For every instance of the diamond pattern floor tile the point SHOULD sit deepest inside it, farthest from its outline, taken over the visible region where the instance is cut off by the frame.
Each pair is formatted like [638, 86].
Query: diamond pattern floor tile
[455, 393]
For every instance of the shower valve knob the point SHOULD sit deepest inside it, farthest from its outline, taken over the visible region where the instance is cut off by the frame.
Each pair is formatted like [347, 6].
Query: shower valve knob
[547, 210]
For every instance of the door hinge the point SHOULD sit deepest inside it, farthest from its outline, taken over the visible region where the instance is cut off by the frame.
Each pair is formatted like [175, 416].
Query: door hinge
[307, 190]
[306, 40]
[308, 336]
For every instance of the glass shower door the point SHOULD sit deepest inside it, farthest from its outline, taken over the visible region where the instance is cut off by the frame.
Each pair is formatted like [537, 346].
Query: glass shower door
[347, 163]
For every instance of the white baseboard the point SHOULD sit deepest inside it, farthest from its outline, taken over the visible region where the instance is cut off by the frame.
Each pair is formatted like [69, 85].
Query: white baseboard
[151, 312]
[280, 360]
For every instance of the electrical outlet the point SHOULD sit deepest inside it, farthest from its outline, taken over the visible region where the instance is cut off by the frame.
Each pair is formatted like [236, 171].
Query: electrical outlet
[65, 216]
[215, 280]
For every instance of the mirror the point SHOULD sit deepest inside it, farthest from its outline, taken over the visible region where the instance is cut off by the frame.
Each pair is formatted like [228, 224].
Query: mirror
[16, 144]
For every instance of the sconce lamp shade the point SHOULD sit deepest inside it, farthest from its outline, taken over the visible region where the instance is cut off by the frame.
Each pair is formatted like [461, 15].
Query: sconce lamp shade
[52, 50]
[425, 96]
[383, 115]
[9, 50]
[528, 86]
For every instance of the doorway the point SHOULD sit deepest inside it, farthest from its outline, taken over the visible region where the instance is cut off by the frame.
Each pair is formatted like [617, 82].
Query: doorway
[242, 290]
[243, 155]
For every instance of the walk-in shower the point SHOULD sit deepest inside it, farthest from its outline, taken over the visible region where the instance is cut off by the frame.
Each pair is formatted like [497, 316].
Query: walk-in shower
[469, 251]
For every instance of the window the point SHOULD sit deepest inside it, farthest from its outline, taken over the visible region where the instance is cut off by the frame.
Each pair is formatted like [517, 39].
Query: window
* * * * * * *
_Stated problem_
Set all of the entries down again, exactly as they were given.

_Final answer_
For every instance of the diamond pattern floor tile the point SHOULD sit deepest inside it, farthest from its outline, taken over the visible region where the instance is cut off by the frame.
Each pair is formatted like [638, 86].
Query: diamond pattern floor tile
[455, 393]
For every instance of the shower valve knob the point SHOULD sit deepest inside it, farthest from its outline, taken over the visible region where the instance is cut off by the frame.
Each pair is formatted like [347, 6].
Query: shower valve knob
[547, 210]
For every instance of the door hinge the point SHOULD sit deepest inside it, farthest from its outline, taken over the visible region where the instance is cut off by the frame.
Each pair is formatted like [175, 416].
Query: door hinge
[307, 190]
[306, 40]
[308, 336]
For every instance of the glass shower door the point SHOULD sit deepest inside it, farthest from its outline, taken over the visible region where the instance is cut off by the frame.
Each pair is formatted like [537, 346].
Query: glass shower door
[347, 163]
For every instance of the white baseboard the point SHOULD sit deepest inside it, farthest from its outline, taken over the visible region where the instance is cut off by the frame.
Each pair is formatted like [69, 85].
Query: white baseboard
[151, 312]
[280, 360]
For every instance of the electrical outlet the point SHOULD sit deepest inside it, farthest from its outline, taken over the visible region where the instance is cut off by the frame.
Each pair is formatted like [236, 171].
Query: electrical outlet
[65, 216]
[215, 280]
For every instance of the mirror the point SHOULD sit deepest inside it, farthest from its outline, taken over the visible region where the instance is cut off by the frame.
Each pair is formatted like [228, 224].
Query: mirror
[16, 144]
For every instance of the sconce lamp shade the point SHOULD sit deepest inside it, farthest from its outline, taken over the visible region where the instance is cut off by the frame.
Each pair is formatted like [461, 15].
Query: sconce lamp shade
[52, 50]
[425, 96]
[383, 115]
[9, 50]
[528, 86]
For every instance of the doorway the point SHOULD sit deepest inside it, farthest from its outline, taken over the visible region where the instance is cut off by the frame.
Each pair is formatted like [617, 82].
Query: doorway
[242, 290]
[243, 155]
For every instance of the walk-in shower the point SHOULD sit deepest inside it, farthest from its outline, taken over the visible region where the instance is cut off by the frame.
Each pair is formatted like [497, 316].
Query: walk-in shower
[469, 251]
For every instance of the window the point SHOULD sit deepest inside it, farthest from its outline, taken over the visible region where the instance is cut off by the frame.
Each pair is formatted like [517, 39].
Query: window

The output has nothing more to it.